An exact restatement of all the data is required, with the pictures left out.
Segment Start: Dataset records
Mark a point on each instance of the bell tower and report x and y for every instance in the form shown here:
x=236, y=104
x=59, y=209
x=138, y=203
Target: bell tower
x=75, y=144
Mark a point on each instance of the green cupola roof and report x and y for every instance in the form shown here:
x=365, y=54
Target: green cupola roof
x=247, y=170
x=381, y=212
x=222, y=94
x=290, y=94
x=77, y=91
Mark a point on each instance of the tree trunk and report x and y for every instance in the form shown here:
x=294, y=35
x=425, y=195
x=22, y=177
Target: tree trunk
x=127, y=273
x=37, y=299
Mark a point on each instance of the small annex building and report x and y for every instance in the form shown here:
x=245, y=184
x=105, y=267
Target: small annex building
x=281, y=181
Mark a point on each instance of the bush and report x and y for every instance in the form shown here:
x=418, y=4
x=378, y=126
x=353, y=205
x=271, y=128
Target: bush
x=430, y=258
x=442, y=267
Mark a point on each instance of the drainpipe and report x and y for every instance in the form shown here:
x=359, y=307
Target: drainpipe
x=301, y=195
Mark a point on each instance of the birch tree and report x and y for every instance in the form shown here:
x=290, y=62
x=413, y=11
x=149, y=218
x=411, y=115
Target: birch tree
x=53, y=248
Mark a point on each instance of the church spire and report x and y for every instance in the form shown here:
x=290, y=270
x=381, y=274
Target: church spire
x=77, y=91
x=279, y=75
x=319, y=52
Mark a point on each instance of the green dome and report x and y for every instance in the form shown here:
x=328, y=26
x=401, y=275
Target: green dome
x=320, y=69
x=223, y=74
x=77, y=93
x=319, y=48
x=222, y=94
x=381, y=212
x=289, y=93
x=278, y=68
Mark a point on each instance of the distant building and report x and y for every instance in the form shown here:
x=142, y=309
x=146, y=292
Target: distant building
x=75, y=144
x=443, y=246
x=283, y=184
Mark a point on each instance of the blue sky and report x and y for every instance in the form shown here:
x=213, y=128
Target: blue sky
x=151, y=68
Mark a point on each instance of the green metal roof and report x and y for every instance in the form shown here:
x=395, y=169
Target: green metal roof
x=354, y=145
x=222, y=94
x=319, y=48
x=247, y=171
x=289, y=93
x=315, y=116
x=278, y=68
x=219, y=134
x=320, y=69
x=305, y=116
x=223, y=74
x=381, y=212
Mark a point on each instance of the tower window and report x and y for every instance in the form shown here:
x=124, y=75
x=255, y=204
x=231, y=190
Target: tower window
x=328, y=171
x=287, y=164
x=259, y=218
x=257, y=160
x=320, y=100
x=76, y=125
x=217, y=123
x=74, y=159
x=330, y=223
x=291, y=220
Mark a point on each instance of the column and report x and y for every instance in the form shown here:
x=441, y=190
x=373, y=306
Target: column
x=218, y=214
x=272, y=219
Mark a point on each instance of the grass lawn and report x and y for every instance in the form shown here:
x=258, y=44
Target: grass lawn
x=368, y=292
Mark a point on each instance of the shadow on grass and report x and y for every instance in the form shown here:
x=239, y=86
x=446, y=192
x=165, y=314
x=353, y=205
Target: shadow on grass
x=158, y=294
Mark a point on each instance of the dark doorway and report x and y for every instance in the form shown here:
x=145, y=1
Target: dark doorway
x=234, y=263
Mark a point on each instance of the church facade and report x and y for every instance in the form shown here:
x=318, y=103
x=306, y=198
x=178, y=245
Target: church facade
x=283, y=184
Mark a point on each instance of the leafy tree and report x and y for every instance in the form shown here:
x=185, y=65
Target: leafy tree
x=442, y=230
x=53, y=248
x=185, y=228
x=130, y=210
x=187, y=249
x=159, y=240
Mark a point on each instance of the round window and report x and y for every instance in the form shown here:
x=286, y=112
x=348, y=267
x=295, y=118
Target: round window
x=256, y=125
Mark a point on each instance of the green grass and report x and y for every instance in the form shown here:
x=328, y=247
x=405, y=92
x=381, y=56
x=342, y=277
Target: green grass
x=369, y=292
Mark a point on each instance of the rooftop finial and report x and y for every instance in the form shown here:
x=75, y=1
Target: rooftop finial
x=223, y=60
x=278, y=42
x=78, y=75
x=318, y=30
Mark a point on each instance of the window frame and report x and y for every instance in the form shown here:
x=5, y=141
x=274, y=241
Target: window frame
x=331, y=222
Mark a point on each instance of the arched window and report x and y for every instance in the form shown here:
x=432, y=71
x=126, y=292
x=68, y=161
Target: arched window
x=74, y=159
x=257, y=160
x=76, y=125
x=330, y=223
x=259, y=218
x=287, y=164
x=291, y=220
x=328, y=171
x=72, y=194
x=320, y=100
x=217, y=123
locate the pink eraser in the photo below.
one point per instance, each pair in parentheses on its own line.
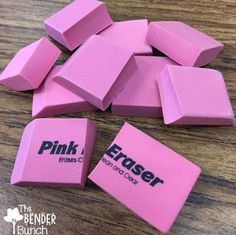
Segment End: Dataset records
§ **Answer space**:
Mark a point on each instance of the bell tower and report x and y for every instance in the form shown here:
x=236, y=104
x=59, y=209
x=138, y=203
Target: bell tower
x=75, y=144
Mark a point on each instance of the green cupola roof and report x and y for every instance in the form shown here:
x=365, y=54
Target: green cupola roof
x=247, y=170
x=381, y=212
x=222, y=94
x=290, y=94
x=77, y=91
Mark a point on each instance of the tree trunk and report x and y for every instance in the form shown here:
x=294, y=35
x=425, y=195
x=22, y=177
Target: tree trunk
x=127, y=273
x=37, y=299
Mark a point on each instance of the small annex building and report x and y for every instance in the form shown here:
x=245, y=184
x=105, y=267
Target: small annex building
x=281, y=181
Mark a point on each instance of the bush and report x and y for every instance in the form shown here:
x=418, y=4
x=378, y=126
x=353, y=205
x=271, y=128
Target: bush
x=430, y=258
x=442, y=267
Mark a point on each instance of the drainpipe and report x and y for every instance in the form shown here:
x=359, y=307
Target: drainpipe
x=301, y=195
Mark a point on each instance of the birch tree and report x and y for every instance in the form shown here:
x=290, y=62
x=413, y=11
x=149, y=218
x=411, y=115
Target: birch tree
x=53, y=248
Mark a point on each instance of the church spire and report x and y for every instance in the form shown here:
x=290, y=270
x=381, y=274
Target: church spire
x=77, y=91
x=279, y=75
x=319, y=52
Mark a point on each instance of the green dome and report x and y for every instance in the form shown here:
x=328, y=26
x=401, y=275
Target: green dome
x=320, y=69
x=223, y=74
x=77, y=93
x=319, y=48
x=222, y=94
x=381, y=212
x=289, y=93
x=278, y=68
Mark a point on each instance of the distant building and report x and y for every instance in the form shown here:
x=142, y=309
x=146, y=292
Target: distant building
x=75, y=144
x=443, y=246
x=283, y=184
Mark a point on each instance of the blue sky and report x and y for every instance in the form shown here:
x=213, y=128
Target: blue sky
x=151, y=68
Mark a point on each instance of the green metal roof and report x and y for every instance in the form shown here:
x=395, y=169
Target: green metal roof
x=354, y=145
x=222, y=94
x=319, y=48
x=247, y=171
x=289, y=93
x=315, y=116
x=278, y=68
x=219, y=134
x=320, y=69
x=305, y=116
x=223, y=74
x=381, y=212
Mark a point on each instance of the tower window and report x and y for every instance in the form shown here:
x=124, y=75
x=255, y=204
x=231, y=190
Target: tower window
x=328, y=171
x=287, y=164
x=259, y=218
x=257, y=160
x=320, y=100
x=76, y=125
x=217, y=123
x=74, y=159
x=330, y=223
x=291, y=220
Mark a point on each instance of the column and report x and y for every instance in the form shown here:
x=441, y=190
x=373, y=306
Target: column
x=218, y=214
x=272, y=219
Mark a point on each instance of the grass lawn and report x and y for every instance in the form shown here:
x=258, y=44
Target: grass lawn
x=368, y=292
Mark a point on each instance of the shadow on grass and report x and y for every instance in the form shown here:
x=239, y=86
x=446, y=192
x=165, y=314
x=353, y=205
Target: shadow on grass
x=158, y=294
Mark a point on each instance of the dark doorway and report x and y for every instance in the form shown here:
x=145, y=1
Target: dark doorway
x=234, y=263
Mark a point on each instance of the church facade and report x and y for every instance in the form shown here:
x=318, y=103
x=306, y=198
x=178, y=245
Target: church facade
x=283, y=184
Mark a point on each instance of the leafy tree and report x and y for every instance in the form shown here:
x=185, y=65
Target: leafy tree
x=442, y=230
x=53, y=248
x=185, y=228
x=130, y=210
x=187, y=249
x=159, y=240
Mark a point on each instance of the round window and report x and y for every instance in the form shown here:
x=286, y=112
x=348, y=267
x=295, y=118
Target: round window
x=256, y=125
Mark a point on each instance of the green grass and report x and y for every instance in the form shown here:
x=328, y=247
x=405, y=92
x=381, y=56
x=342, y=277
Target: green grass
x=369, y=292
Mark a point on each instance of the rooftop finial and report x and y for every instance in the form shown here:
x=75, y=1
Target: rooftop finial
x=223, y=60
x=278, y=42
x=78, y=75
x=318, y=30
Mark a point on each instance of the window frame and report x and y for every instance in the form shown here:
x=5, y=141
x=274, y=241
Target: window frame
x=331, y=222
Mark a point on each instance of the arched window and report x and y for every instance in the form shown here:
x=432, y=71
x=126, y=292
x=68, y=161
Target: arched window
x=74, y=159
x=257, y=160
x=76, y=125
x=330, y=223
x=259, y=218
x=287, y=164
x=291, y=220
x=328, y=171
x=72, y=194
x=320, y=100
x=217, y=123
locate the pink eraser in the photo below.
one point per instance, each pair in parentheses on its own line.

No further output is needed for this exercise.